- **Directives**
• a. According to the debate post, on what does Licona explicitly base his main historical argument?
• b. Decide whether each statement agrees with the debate post, and back each yes or no with the deciding words quoted from it: (i) Carrier compares the gospels with the stories of Romulus and Osiris. (ii) The debate took place in Wichita, Kansas. (iii) Licona places Paul's conversion about ten years after the crucifixion.

- **Reading text**
▬▬▬

Showing posts with label Licona. Show all posts
Showing posts with label Licona. Show all posts

Thursday, February 11, 2010

Carrier vs. Licona in Topeka, KS

Mike Licona leads with a moving anecdote or two which I'll not repeat here. He then lays out a series of criteria for historical analysis. Eventually, he gets into his main historical argument, which he explicitly bases on the Pauline corpus rather than the gospels. He starts building up a minimal facts argument based on the scholarly consensus as to the crucifixion around 30CE and Paul's subsequent conversion to Christianity a couple years later. Unsurprisingly, he moves on to the various claims put forth in 1 Cor 15, which Paul seems to have received from earlier Christians. He then attempts to preempt Carrier by making an argument that the standard historical criteria make the resurrection hypothesis the best explanation of Paul's conversion and the claims that Paul reported to have received from the early church. [Editorial note: Another equally useful explanation would be that the early church sincerely believed that which it passed on to Paul, but that there were no actual eyewitnesses behind the creed, only oral traditions which grew up in precisely the same way that glurge e-mails do.]

Rick Carrier starts off with an effective illustration to help people come to see the difference between claims which require ordinary evidence "I own a car" and claims which require far more evidence "I own a nuclear missile" and claims which require the best possible evidence "I own an interstellar spacecraft." He goes on to address miracle stories in general, such as those surrounding St. Genevieve, and the reports of magical events at the Temple of Delphi and the sacred olive tree of Athens. He goes on to make a parallel between the gospels and earlier legends, such as the stories of Romulus and Osiris. He then makes the difficult argument (given the audience) that the early disciples were schizotypal visionaries, prone to subjective religions experiences unbeknownst to those of us who are psychologically healthy and normal. Specifically, he argues that Paul was preaching a gospel based on his own personal religious visions combined with his interpretation of the Hebrew Scriptures. He goes on to argue that Paul hallucinated precisely what he needed in order to quickly resolve his internal emotional conflict, assuming that he was riddled with guilt over his persecution of the early Christian Church.

▬▬▬

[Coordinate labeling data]
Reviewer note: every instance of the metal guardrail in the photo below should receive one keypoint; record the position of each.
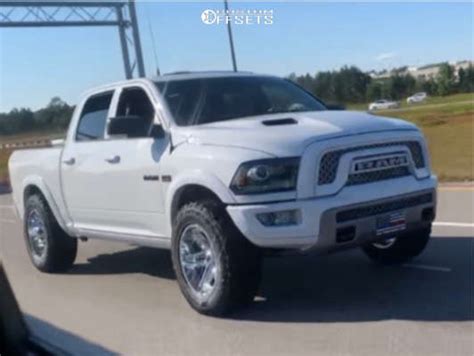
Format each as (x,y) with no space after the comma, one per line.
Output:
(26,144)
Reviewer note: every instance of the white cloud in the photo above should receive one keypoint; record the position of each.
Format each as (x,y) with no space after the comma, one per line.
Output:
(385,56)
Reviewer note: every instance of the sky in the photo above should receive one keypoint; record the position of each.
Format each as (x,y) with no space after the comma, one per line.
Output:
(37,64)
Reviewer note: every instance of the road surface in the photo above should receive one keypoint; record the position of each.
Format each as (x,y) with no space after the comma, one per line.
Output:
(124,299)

▬▬▬

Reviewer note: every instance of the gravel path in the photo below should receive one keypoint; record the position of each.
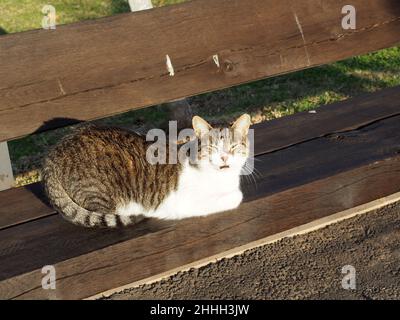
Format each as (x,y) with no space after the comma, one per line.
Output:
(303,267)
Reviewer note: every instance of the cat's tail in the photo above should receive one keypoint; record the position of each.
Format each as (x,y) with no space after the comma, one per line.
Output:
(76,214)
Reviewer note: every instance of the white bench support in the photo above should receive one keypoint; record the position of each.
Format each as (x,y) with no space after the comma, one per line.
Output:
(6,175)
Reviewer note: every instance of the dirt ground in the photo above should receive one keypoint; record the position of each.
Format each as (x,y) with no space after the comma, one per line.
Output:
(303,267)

▬▬▬

- **Solutions to the problems**
• a. The Pauline corpus rather than the gospels.

• b.
(i) Yes: "He goes on to make a parallel between the gospels and earlier legends, such as the stories of Romulus and Osiris."
(ii) No: "Carrier vs. Licona in Topeka, KS"
(iii) No: "Paul's subsequent conversion to Christianity a couple years later"